WHAT THE TASK ASKS
Once you have read the records below, restate them word for word.

Stored data entries
■ ■ ■ ■ ■ ■ ■
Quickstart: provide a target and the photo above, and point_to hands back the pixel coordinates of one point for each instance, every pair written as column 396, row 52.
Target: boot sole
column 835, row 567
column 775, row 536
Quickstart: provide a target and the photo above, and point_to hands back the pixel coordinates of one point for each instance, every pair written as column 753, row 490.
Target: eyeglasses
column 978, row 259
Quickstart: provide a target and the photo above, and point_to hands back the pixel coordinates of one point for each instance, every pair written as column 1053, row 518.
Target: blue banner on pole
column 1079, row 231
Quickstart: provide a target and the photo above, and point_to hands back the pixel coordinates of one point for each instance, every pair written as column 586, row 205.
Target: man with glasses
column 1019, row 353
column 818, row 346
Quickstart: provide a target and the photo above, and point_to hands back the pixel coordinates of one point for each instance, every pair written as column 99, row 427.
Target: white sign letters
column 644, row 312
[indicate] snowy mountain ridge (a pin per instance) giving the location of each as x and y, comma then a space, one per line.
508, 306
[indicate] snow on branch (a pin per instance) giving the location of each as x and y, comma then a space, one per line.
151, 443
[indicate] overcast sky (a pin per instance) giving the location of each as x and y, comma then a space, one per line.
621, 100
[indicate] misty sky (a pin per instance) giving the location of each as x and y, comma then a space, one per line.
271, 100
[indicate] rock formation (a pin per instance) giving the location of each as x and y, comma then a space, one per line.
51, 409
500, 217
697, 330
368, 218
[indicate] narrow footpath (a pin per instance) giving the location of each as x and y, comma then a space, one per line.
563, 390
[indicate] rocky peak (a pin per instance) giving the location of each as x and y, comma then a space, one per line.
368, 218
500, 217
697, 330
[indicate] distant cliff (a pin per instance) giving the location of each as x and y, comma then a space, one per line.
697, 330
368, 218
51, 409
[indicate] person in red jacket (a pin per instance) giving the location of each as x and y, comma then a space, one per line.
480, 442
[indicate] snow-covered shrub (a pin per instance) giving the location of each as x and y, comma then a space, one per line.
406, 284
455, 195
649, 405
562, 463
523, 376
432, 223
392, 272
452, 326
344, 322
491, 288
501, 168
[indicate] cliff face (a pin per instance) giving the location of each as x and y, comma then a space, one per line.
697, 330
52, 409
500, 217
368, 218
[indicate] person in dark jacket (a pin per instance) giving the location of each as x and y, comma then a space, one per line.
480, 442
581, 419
■ ■ ■ ■ ■ ■ ■
ANSWER SECTION
Quickstart: provide a target and the photo above, and point_to hands back the pixel coordinates of one point for each instance, every pair written as column 396, row 52.
Target: boot sole
column 835, row 567
column 775, row 536
Quickstart: provide a target and the photo above, and point_to hands back the pixel coordinates of one point for each instance, every pair written as column 753, row 490.
Target: eyeglasses
column 978, row 259
Quickstart: provide a target and the photo above, and point_to hands back the pixel coordinates of one point for each instance, every pair written as column 1053, row 518.
Target: blue banner on pole
column 1079, row 231
Quickstart: provide a target and the photo above, and point_to hands back the pixel coordinates of one point for each instance, every pair written as column 586, row 205.
Target: man with glasses
column 1019, row 353
column 818, row 346
Quickstart: provide a target and the photo above, and point_to hands back the pixel coordinates of one point for each instance, every pair written as column 99, row 427.
Target: white sign letters
column 644, row 312
[indicate] snowy mountain ridge (a pin per instance) giving the location of each as x and y, comma then a space, one per line.
508, 306
[indicate] snow on branch (a pin per instance) giving the location of each as x and y, comma then a space, one per line.
151, 443
[indicate] overcast sky (a pin per instance) giving the location of each as x and y, comma then a space, one per line.
621, 100
[indicate] misty sky (a pin per instance) giving the location of each as x and y, comma then a space, one per line.
271, 100
[indicate] rock formation (a pin per instance) giving the location of each as x and y, comma then a space, one per line.
51, 409
500, 217
697, 330
368, 218
[indicate] narrow footpath (a pin per instance) giving the location of each as x and y, comma then a space, one per line.
563, 390
[indicate] rocky peak (a pin per instance) giving the location of each as x and y, comma then a space, one per line.
368, 218
500, 217
697, 330
[indicate] distant cliff (a pin per instance) giving the location of each as x and y, comma then a space, one per line.
697, 330
368, 218
51, 409
[indicate] person in red jacket (a pin per instance) giving the location of each as x and y, comma then a space, one per line.
480, 442
[indicate] snow-covered shrub (a pin per instance) giving the location of each as x and y, comma then a space, one per line.
406, 284
455, 195
649, 405
562, 463
523, 376
432, 223
392, 272
452, 326
344, 322
491, 288
501, 168
[indicate] cliff face (a pin per instance) giving the location of each as x and y, comma then a space, one per line.
697, 330
52, 409
500, 217
368, 218
[indicate] person in dark jacket (a pin per instance) giving the location of each as x and y, comma then a space, one per line.
480, 442
581, 419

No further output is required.